> [What is expected] Shorten the paragraph beginning "Many took to Twitter" in the UK recession article below, keeping its main facts.

> [Text]
Prime Minister Boris Johnson speaking during a media briefing in Downing Street. Photograph: PA Video/PA Wire. - Credit: PA

Boris Johnson’s claim about the UK being ‘world beating’ during the pandemic has come back to haunt him as the UK economy contracted into a ‘record-breaking’ recession.

Many took to Twitter to express their frustrations over news the UK’s economy shrunk by 20.4% between April and June – the largest drop of any major global economy tackling the pandemic.

In fact, experts have warned Britain could face a ‘long road ahead’ as stimulous from the chancellor’s Eat Out to Help Out scheme and other initiatives peter out over the coming months.

GDP is also expected to be 5% below its pre-Covid peak at the end of this year, they warned.

Melissa Davies, chief economist at Redburn, said the UK faced having to ‘claw back its pandemic losses, all the while facing deflationary headwinds from large amounts of spare capacity and job losses.’

Samuel Tombs at Pantheon Macroeconomics blamed the government’s slow response to Covid-19 for the depth of the UK’s second-quarter contraction.

> [Data records]

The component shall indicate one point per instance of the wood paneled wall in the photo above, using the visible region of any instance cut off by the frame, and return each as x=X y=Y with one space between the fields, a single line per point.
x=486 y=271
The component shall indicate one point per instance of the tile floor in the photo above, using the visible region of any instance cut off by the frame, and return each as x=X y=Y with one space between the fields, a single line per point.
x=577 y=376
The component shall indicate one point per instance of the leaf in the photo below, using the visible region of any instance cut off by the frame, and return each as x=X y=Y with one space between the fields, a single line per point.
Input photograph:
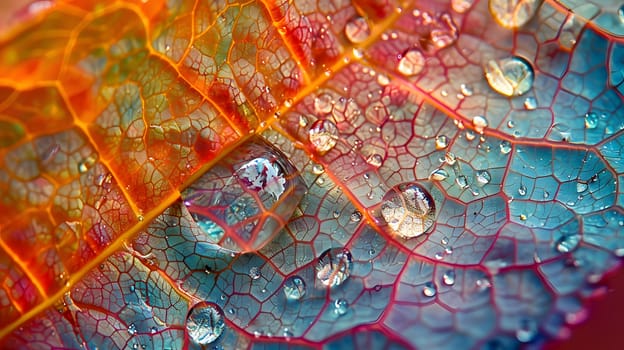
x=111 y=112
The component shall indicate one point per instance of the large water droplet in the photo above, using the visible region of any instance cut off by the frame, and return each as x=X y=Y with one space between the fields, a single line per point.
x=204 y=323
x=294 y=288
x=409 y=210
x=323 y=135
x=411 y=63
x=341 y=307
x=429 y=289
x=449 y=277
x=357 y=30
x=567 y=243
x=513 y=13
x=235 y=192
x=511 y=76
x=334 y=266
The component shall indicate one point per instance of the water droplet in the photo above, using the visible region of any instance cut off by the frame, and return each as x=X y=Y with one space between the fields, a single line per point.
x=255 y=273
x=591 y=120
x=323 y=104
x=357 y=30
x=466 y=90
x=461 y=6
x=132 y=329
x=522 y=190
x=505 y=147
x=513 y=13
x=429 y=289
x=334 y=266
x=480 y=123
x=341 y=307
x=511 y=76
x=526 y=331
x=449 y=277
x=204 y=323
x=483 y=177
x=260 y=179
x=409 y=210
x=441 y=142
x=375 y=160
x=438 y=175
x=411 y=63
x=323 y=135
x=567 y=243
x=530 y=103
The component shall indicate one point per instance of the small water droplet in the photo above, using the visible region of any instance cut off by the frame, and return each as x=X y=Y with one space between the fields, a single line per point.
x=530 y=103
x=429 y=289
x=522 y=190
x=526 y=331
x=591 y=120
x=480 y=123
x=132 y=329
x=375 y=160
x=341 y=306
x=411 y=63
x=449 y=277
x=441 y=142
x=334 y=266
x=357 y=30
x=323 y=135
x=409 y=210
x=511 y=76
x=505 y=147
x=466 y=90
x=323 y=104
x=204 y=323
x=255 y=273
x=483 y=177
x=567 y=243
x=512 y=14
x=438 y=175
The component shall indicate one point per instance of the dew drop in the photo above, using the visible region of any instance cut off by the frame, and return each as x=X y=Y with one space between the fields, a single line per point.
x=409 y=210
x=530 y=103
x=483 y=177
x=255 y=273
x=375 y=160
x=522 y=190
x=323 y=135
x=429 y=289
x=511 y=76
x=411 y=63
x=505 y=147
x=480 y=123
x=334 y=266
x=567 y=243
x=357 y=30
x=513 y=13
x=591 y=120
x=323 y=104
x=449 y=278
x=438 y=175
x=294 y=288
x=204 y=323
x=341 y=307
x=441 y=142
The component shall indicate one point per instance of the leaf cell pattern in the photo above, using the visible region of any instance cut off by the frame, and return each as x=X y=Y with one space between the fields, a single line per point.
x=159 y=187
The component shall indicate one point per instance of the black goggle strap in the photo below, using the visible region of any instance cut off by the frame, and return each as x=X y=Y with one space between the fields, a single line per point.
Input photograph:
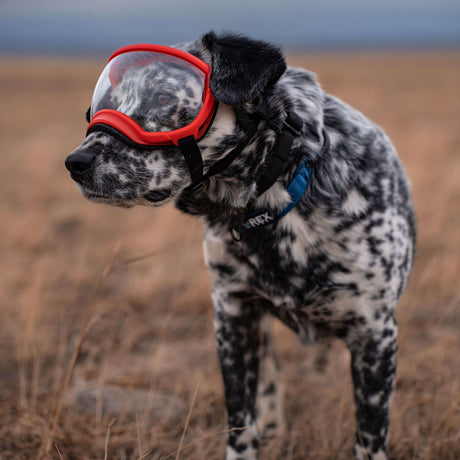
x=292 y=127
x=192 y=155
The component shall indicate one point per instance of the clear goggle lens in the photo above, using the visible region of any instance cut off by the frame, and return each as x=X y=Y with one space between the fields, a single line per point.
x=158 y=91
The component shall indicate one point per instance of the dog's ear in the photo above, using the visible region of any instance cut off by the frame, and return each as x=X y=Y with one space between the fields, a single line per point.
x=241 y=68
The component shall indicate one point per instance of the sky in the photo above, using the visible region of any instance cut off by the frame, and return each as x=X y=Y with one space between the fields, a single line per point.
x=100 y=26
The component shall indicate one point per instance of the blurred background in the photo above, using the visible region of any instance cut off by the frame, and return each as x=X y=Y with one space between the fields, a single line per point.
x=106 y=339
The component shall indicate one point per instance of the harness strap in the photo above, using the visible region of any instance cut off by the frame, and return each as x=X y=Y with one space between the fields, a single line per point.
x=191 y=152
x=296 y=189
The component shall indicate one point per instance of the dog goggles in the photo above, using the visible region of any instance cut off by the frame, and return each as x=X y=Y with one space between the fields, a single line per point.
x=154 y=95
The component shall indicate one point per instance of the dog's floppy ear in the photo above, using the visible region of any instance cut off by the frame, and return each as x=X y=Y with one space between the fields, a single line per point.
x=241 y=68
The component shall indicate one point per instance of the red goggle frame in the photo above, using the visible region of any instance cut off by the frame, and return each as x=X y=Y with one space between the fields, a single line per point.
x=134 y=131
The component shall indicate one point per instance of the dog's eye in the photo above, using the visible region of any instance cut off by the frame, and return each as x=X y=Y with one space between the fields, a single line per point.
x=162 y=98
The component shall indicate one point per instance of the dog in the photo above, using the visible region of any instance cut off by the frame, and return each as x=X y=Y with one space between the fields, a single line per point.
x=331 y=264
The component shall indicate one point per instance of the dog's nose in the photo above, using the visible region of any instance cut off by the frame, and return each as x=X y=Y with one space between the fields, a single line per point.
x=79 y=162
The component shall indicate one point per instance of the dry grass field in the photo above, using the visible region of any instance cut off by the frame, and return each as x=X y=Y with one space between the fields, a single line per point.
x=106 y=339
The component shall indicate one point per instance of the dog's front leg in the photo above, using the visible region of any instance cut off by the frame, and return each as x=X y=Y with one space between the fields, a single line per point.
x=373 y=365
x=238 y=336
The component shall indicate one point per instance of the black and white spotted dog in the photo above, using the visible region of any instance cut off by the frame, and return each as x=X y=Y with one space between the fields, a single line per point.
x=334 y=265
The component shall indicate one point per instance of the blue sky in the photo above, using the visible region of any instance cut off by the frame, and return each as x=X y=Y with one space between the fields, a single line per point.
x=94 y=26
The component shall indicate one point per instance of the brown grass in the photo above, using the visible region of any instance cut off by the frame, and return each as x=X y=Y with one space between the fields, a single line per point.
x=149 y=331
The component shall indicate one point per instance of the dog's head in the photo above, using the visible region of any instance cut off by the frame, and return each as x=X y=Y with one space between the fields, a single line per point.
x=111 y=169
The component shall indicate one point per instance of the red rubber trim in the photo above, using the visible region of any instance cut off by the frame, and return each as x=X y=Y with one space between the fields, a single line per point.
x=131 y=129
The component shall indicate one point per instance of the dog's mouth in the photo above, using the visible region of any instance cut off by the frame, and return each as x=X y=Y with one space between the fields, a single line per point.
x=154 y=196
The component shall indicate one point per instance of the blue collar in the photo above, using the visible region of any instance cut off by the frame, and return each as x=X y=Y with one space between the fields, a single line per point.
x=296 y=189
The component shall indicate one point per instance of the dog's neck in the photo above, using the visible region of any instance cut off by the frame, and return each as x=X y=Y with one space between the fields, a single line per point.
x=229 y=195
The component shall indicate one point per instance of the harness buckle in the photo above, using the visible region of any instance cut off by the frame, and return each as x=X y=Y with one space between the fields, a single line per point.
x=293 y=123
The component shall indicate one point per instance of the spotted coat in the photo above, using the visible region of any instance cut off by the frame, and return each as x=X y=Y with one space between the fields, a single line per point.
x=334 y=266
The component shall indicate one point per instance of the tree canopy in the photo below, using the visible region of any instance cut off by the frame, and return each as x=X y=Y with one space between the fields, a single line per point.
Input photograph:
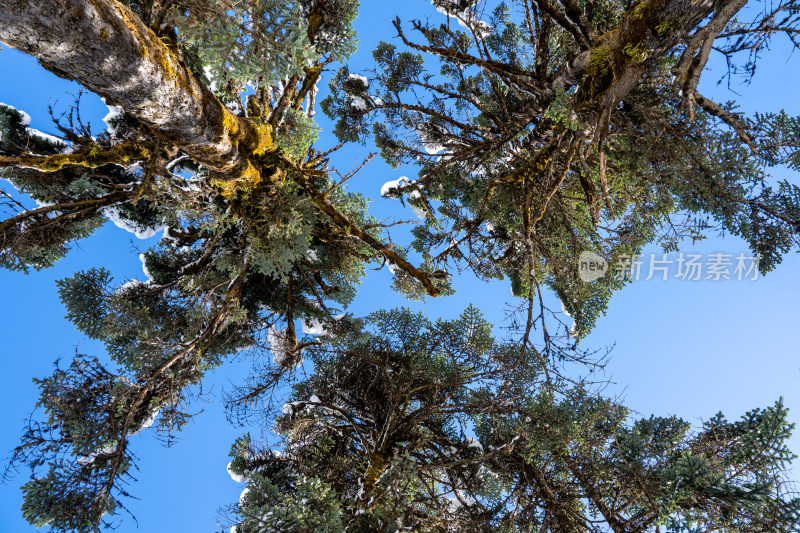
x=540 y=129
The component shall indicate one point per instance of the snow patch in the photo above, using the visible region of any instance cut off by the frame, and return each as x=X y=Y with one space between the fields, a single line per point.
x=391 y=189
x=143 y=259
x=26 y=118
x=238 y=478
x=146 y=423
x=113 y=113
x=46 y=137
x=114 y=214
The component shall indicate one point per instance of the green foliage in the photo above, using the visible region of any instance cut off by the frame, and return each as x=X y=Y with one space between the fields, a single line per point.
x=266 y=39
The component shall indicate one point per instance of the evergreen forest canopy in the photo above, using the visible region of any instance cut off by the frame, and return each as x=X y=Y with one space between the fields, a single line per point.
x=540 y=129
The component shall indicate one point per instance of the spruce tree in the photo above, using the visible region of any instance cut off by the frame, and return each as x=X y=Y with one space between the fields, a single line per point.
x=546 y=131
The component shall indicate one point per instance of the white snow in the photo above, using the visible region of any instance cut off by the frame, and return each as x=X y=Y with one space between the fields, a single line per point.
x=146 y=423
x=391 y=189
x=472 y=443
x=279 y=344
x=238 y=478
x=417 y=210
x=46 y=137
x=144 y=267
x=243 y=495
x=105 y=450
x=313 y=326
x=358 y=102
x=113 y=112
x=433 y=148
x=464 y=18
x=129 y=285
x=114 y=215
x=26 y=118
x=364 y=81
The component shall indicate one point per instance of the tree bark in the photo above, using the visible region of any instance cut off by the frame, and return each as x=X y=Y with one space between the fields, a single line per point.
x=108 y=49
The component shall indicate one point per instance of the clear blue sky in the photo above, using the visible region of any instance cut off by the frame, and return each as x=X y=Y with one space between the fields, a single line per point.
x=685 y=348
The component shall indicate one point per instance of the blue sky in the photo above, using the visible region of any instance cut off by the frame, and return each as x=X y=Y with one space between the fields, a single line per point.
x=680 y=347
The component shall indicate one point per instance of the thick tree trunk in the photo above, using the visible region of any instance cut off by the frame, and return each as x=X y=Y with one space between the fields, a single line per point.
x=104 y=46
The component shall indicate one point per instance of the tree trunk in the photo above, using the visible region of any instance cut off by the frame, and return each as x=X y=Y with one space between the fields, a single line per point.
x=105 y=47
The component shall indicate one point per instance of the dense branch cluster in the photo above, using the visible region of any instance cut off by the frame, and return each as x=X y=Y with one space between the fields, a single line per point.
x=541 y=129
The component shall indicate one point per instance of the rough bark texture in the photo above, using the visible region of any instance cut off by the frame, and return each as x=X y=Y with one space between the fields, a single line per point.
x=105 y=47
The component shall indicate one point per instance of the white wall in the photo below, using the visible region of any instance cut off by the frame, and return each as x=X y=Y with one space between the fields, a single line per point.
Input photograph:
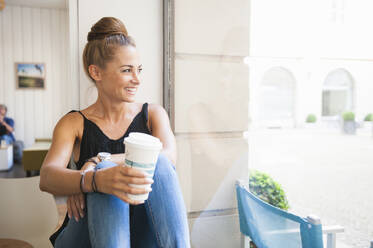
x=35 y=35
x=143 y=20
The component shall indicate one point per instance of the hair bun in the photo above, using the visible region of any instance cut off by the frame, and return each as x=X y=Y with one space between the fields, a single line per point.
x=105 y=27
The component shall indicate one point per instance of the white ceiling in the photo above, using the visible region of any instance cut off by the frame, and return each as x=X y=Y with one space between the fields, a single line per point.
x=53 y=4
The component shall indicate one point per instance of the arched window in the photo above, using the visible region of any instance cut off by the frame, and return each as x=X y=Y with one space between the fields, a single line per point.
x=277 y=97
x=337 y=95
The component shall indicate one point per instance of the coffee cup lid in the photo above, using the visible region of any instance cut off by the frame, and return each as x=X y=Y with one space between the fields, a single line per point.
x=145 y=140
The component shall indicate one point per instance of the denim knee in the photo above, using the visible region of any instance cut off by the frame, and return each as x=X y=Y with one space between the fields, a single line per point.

> [Written response] Twitter users voiced frustration at news that the UK economy shrank 20.4% between April and June, the largest drop of any major economy tackling the pandemic.